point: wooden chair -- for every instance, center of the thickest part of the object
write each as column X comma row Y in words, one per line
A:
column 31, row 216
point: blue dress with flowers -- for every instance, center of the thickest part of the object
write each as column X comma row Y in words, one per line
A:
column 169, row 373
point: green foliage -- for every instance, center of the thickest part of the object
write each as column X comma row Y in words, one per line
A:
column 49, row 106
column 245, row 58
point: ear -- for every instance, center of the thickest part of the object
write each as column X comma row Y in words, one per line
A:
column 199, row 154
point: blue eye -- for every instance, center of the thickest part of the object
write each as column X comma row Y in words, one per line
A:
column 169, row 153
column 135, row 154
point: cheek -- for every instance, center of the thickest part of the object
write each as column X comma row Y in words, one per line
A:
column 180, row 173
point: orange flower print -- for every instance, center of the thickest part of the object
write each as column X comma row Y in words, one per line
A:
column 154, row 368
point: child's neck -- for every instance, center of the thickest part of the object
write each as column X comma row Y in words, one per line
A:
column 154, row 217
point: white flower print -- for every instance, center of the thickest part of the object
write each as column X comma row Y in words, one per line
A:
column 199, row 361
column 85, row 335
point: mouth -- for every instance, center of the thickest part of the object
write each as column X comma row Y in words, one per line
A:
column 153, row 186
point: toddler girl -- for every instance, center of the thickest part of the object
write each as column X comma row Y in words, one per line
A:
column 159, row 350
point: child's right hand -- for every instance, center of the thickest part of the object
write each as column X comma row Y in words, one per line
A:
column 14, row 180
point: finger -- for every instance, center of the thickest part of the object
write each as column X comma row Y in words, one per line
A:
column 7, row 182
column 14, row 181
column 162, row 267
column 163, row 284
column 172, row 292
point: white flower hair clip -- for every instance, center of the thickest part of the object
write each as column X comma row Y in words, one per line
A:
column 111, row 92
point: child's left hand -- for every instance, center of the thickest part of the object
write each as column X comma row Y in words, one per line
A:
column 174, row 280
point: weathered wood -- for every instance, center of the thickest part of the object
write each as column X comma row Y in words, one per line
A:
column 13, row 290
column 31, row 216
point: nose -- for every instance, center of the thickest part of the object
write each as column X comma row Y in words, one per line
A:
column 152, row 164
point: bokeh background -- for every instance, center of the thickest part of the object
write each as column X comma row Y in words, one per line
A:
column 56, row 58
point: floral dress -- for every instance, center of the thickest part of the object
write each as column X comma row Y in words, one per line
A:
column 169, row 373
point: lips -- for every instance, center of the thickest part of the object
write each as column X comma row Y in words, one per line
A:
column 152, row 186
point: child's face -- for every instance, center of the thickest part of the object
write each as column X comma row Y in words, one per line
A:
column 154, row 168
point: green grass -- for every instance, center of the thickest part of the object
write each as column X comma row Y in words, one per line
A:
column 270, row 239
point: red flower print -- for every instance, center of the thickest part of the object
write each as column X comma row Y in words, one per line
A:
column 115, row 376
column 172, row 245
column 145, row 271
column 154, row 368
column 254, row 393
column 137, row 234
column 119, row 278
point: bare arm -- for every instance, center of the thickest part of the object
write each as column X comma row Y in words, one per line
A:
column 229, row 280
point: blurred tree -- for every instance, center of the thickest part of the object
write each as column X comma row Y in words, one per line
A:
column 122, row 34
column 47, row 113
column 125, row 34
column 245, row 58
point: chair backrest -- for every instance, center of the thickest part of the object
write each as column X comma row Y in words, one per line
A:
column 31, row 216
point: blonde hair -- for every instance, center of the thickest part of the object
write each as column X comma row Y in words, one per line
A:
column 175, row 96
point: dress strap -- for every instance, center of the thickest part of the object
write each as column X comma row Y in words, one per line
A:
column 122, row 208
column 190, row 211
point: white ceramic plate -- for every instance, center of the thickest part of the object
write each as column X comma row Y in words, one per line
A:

◇ ◇ ◇

# BRIEF
Write the lines out verbatim, from the one with "point: blonde hair" through the last line of the entries, and stop there.

# TASK ANSWER
point: blonde hair -- for every instance, center of the thickest part of the object
write each as column X comma row Y in words, one per line
A:
column 175, row 96
point: dress strap -- for every instance, center of the thickest part of the object
write each as column X comma row Y in words, one per line
A:
column 122, row 208
column 190, row 211
point: white ceramic plate -- for every instance, center of the thickest part of the object
write each as column X comma row Y in words, one per line
A:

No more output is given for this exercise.